• [What is expected]:
Copy every line of the material below word for word.

[Stored entries]
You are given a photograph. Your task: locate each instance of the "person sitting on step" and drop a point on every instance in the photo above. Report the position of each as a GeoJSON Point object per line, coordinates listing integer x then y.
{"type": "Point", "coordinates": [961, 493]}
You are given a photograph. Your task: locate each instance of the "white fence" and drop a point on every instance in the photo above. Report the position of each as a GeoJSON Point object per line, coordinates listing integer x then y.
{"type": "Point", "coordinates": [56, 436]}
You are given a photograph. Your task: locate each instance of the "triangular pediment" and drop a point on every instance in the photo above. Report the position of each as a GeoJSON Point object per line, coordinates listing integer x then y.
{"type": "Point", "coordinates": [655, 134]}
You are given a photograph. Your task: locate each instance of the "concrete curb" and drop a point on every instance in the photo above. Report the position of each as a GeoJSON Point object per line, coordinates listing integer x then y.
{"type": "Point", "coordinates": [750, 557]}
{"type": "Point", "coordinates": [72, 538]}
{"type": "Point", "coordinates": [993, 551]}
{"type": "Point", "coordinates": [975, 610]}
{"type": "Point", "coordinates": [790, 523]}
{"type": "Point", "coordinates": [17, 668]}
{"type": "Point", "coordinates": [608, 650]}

• [Solved exercise]:
You are given a photograph. Your task: locate each instance of the "person sitting on step" and drop a point on every instance in the photo above. Report the position of each as a GeoJSON Point object per line, coordinates listing integer x then y.
{"type": "Point", "coordinates": [961, 493]}
You are given a photograph. Your task: locate each instance of the "white fence" and drop a point on every instance in the photo above. Report the position of each as a GeoJSON Point object per line, coordinates listing integer x then y.
{"type": "Point", "coordinates": [56, 436]}
You are given a photograph. Your task: locate each instance of the "triangular pediment" and drop a point on every instance in the photo above. Report the position of each as a GeoJSON Point object per line, coordinates listing integer x then y.
{"type": "Point", "coordinates": [655, 134]}
You are given a photograph. Your task: locate each instance of the "concrete curb" and drop a point on every instance in the photo above. Report the position of each as a GeoJSON Point object per line, coordinates listing integer x then y.
{"type": "Point", "coordinates": [750, 557]}
{"type": "Point", "coordinates": [72, 538]}
{"type": "Point", "coordinates": [993, 551]}
{"type": "Point", "coordinates": [975, 610]}
{"type": "Point", "coordinates": [790, 523]}
{"type": "Point", "coordinates": [17, 668]}
{"type": "Point", "coordinates": [608, 650]}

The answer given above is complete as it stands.